- Extrait étudié
# # #

Notariat, de l’acte au conseil
Lors du dernier Congrès des notaires, le thème était à la harangue. « Le notariat doit amorcer un virage, c’est une question de survie », exhortait Thierry Delesalle, président du 118e Congrès des notaires de France. Dans notre magazine, il insistait sur la nécessité pour la profession de transiter d’une culture de l’acte à une culture du conseil, sur mesure et monnayable. Le virage se veut avant tout patrimonial puisque l’équipe du Congrès pousse pour que les notaires deviennent des family officers. Un rôle qui, pour Thierry Delesalle, pourrait aller « de la simple conciergerie » jusqu’à « la gestion immobilière active », impliquant de l’ingénierie tant fiscale que civile.
Si le notaire est au centre du dispositif, à lui de s’entourer des bons professionnels (avocat, CGP…) en fonction des problématiques soulevées par la clientèle.

# # #

- Données fournies

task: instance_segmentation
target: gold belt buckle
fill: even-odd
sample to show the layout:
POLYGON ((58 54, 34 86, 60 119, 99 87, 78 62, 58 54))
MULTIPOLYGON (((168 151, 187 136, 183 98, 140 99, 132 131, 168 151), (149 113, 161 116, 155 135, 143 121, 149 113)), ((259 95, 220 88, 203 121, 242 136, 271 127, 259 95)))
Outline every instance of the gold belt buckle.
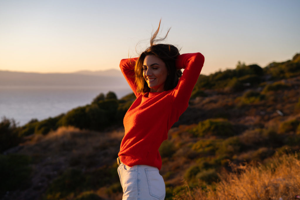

# # #

Relevez toutes les expressions placées entre guillemets dans l'extrait sur le notariat. Les lignes n'ont aucun lien avec l'extrait.

- « Le notariat doit amorcer un virage, c'est une question de survie »
- « de la simple conciergerie »
- « la gestion immobilière active »